Copy the listing below line for line, keeping every character unchanged.
··· DATA PROVIDED
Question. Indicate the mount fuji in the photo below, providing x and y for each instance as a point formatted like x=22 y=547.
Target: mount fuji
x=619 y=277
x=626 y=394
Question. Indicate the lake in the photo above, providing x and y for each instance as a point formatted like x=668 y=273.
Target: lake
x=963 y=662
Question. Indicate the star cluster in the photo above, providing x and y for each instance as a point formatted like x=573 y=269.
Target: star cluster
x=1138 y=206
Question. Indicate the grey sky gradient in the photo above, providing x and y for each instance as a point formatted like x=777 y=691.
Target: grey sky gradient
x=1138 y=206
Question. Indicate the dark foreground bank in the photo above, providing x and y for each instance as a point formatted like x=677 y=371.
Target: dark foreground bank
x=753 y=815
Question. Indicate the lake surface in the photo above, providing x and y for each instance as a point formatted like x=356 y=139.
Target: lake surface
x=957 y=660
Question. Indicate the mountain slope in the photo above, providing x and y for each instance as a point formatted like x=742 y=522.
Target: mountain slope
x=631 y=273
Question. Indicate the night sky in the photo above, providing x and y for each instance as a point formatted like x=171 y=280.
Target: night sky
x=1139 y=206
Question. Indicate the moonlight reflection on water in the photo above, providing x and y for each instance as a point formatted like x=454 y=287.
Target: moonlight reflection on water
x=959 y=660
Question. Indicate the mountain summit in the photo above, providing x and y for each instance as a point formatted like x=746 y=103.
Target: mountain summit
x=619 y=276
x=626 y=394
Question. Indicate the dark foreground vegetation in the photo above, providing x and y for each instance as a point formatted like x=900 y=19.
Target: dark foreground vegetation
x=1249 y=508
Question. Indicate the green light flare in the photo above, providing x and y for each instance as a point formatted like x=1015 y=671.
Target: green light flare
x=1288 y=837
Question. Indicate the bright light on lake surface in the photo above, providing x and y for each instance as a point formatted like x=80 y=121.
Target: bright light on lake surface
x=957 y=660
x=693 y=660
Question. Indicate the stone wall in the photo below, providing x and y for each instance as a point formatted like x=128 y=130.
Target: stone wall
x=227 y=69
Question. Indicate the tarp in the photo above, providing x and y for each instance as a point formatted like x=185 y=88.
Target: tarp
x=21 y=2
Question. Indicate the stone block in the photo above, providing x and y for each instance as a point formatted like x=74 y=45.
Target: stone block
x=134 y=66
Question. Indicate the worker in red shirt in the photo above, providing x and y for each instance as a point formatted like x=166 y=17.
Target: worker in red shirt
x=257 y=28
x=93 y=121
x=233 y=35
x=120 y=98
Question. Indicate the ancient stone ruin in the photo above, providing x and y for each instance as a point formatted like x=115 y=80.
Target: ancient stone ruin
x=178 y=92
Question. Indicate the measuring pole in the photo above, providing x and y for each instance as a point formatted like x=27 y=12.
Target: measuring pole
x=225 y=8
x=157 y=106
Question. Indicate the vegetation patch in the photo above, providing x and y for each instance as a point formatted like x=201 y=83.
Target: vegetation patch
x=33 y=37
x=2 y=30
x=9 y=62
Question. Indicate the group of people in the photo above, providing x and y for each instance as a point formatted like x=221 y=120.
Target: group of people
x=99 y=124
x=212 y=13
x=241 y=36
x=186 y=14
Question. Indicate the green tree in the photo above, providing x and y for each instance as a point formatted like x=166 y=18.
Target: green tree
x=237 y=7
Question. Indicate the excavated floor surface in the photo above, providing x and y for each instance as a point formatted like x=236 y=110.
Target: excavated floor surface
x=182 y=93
······
TASK SOLUTION =>
Question. Indicate the mount fuji in the photo below, providing x and y for each instance as a point formatted like x=22 y=547.
Target: mount fuji
x=619 y=277
x=626 y=394
Question. Indicate the lake in the photo above, providing x and y for each instance as a point formatted like x=668 y=273.
Target: lake
x=963 y=662
Question. Indicate the star cluster in the photo above, providing x and y for each instance as a point formatted like x=573 y=269.
Target: star cluster
x=1138 y=206
Question. Indicate the grey sky gradient in the photo above, providing x and y for each instance as a point formatted like x=777 y=691.
Target: grey sky gradient
x=1138 y=206
Question. Indicate the dark foreground bank in the photo above, providing x and y for each instance as a point formatted like x=677 y=371.
Target: dark foreground bank
x=753 y=815
Question. Indicate the lake surface in the photo above, providing x and y for each instance as a point formatted like x=356 y=139.
Target: lake surface
x=957 y=660
Question. Indicate the mountain slope in the photo above, providing x and y for each instance as a point formatted like x=742 y=522.
Target: mountain slope
x=631 y=273
Question. Indicate the night sky in the photo above, providing x and y for each instance as a point formatted like x=171 y=280.
Target: night sky
x=1139 y=206
Question. Indicate the moonlight reflection on water in the photo above, providing x and y for each instance as a point formatted like x=454 y=287.
Target: moonlight reflection on water
x=959 y=660
Question. Indicate the mountain summit in the photo above, providing x and y for each instance as a point formatted like x=746 y=103.
Target: mountain summit
x=619 y=276
x=626 y=394
Question. Indicate the dark foreground vegetation in the photo above, providing x and y for each instance as a point formatted like x=900 y=19.
Target: dark foreground vegetation
x=1249 y=508
Question. Indicate the green light flare in the photo above, providing x and y for each instance as a point formatted like x=1015 y=671.
Target: green light flare
x=1288 y=837
Question. Indicate the bright light on lake surface in the photo above, providing x and y for each instance as a point formatted like x=80 y=121.
Target: bright light on lake surface
x=957 y=660
x=693 y=660
Question. Indicate the stone wall in the photo below, providing x and y for each instance as a point formatted like x=128 y=130.
Target: stone wall
x=227 y=69
Question. Indicate the tarp in the photo above, providing x and y for each instance as a point formatted like x=185 y=88.
Target: tarp
x=21 y=2
Question. Indicate the stone block in the photo above, providing x and y for each instance as a point formatted like x=74 y=45.
Target: stone block
x=134 y=66
Question. Indicate the worker in red shirt in the photo above, providing x and y for each instance as a point formatted like x=166 y=17.
Target: worker in red shirt
x=257 y=28
x=93 y=121
x=233 y=35
x=120 y=98
Question. Indicate the ancient stone ruin in the photo above, providing x and y for each instance as a point formatted like x=115 y=80.
Target: ancient stone ruin
x=178 y=92
Question. Indicate the measuring pole in the photo above, providing x and y for each instance as a point formatted like x=27 y=12.
Target: measuring pole
x=225 y=8
x=157 y=106
Question. Indicate the vegetation patch in the photo above, providing x and y for each instance as a point formatted like x=201 y=83.
Target: vegetation patch
x=33 y=37
x=2 y=30
x=9 y=62
Question. Indicate the group of people in the photo above, providing x and y for each instance as a point formatted like x=221 y=120.
Target: group of people
x=99 y=124
x=212 y=13
x=241 y=36
x=186 y=14
Question. Indicate the green tree in the photo above, providing x and y for each instance as a point formatted like x=166 y=18.
Target: green tree
x=237 y=7
Question. Indicate the excavated floor surface in the photo above, providing x and y for each instance as a point formatted like x=236 y=110.
Target: excavated floor surface
x=182 y=93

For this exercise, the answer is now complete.